Nobody is training them’
Is web-based training in access services skills the best way to keep ancillary staff motivated and on the job? That’s the contention of one company that recently has added a new twist to its educational offerings.
"We’ve made our focus hospital ancillary staff because nobody is training them," says Susan Juers, director of training and education for John Putnam International in St. Petersburg, FL. "Knowing that those [access] representatives take in 70% of a hospital’s revenue but are the poorest-trained staff with the highest turnover, we [asked], What can we do to minimize mistakes, bring down the error rate?’"
John Putnam has been offering teacher-led training for about five years, she notes, and went live with its web-based program on June 1, 2002. The split between the two programs is about 75/25 now, with the primary focus on web-based learning.
"The idea was to do web-based training, but to make it education, as opposed to training," Juers adds. "We wanted to create an educational tool, so it wasn’t going to be like regular training where they throw some information at you, you take a test for comprehension, and then you walk out and are on the job."
The key to reducing turnover, she says, is treating staff well, "as if they are experts. We’re providing the means for them to demonstrate what they know, build on that, and then apply it before they go on the job."
The courses that make up the company’s Patient Access Success Training (PAST) are divided into subtopics, or modules, she explains. "We make it all measurable. Instead of just taking a topic like managed care, we break it down into all the related skills, and each of those becomes measurable."
Students complete a pre-assessment before starting each module, Juers says, which creates a baseline for learning. "If they know most of the material and know it well, they don’t have to go through that module. [The program] takes them only to the parts they need to know."
At present, there are a total of 24 patient access and patient financial courses, she adds, as well as compliance and management courses. "We now have all of the patient access courses posted on the web site, with patient financials to follow."
The management courses, she notes, cover such topics as "Budgeting for Dummies" and behavioral interviewing.
Anne Dolph, CHAM, MS, manager of patient registration at Advocate South Suburban Hospital in Hazel Crest, IL, says she plans to use the program for new hires, not for existing staff, and likes the fact that the company will customize its product to meet her needs.
"They looked at our turnover and figured we would have 10 individuals in a year who could go through seven or eight courses," Dolph adds. "You can mix and match. I liked their information on confidentiality, for example, and their approach to customer service. There is also a module on the revenue cycle that shows the importance of what [access representatives] do on the front end."
While she would expect a course on medical terminology to focus on clinical information, such as symptoms of illness, she says, "their course includes billing and insurance terms and general health care terms. That’s information that we don’t go into with [new staff], but I know it will make them stronger access employees."
Her department does not have a separate training program, Dolph explains, so the instruction that new employees typically receive is focused on how to enter information onto the computer screen and the myriad of documents that access employees must handle. "We don’t get into the general health care information that would increase their understanding of their place in the system."
The courses are set up so that students must pass at a mastery level of 90%, Juers says, but that, too, can be customized. "We can change it to 100% or 80%."
If the employees show their mastery of a module in the pre-assessment, they don’t have to go into it, but do have access to the material, she points out. "If they don’t pass the pretest, they have to go in and do the presentations. If they skip any part, the system won’t recognize that they’ve completed it, and they won’t get a certificate, even if they pass the post test."
That means, Juers adds, that students "can’t skim through it and if they don’t know something, they can’t fake their way out of it."
The program’s reference section allows employees who are back at their workstations to access information from the courses they’ve completed, she notes. "If they don’t remember what the 72-hour rule is, they can go to the reference section and type that in."
There also is an electronic notebook, and a chat room where students can discuss issues in real time, Juers adds. "We have a professor who can share information and lead live chats. He recently did one on HIPAA [Health Insurance Portability and Accountability Act]."
The cost of the educational program generally is from $55-$75 per user, which includes three courses and a year’s access, she says. For managers who want to show a return on investment, she says, there’s a way to track and measure the improvement of those who have completed the program.

....

### Task to complete
Answer these questions from the article on web-based training for hospital access staff:
(a) On what date did the company's web-based program go live?
(b) What mastery level must students reach to pass the courses unless it is customized?
(c) What is the usual cost per user, and what does that cost include?
The entries after this article are separate material and are unrelated to it.

....

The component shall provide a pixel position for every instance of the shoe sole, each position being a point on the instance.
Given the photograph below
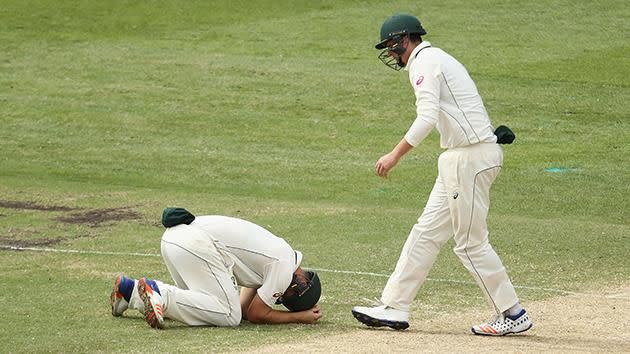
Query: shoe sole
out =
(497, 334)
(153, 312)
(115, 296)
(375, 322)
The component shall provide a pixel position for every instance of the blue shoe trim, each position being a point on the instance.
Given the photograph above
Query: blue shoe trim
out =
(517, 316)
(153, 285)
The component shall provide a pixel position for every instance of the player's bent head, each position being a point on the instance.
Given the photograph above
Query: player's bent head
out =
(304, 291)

....

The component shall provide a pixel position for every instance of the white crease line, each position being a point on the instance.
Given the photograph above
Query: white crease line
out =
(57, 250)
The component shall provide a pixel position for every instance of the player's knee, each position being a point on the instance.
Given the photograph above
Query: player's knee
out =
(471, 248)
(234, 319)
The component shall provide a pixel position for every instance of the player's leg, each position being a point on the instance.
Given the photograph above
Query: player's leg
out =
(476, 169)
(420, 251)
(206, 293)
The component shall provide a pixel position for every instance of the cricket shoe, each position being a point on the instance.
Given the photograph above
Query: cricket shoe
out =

....

### Task result
(a) June 1, 2002
(b) 90%
(c) $55-$75 per user, which includes three courses and a year's access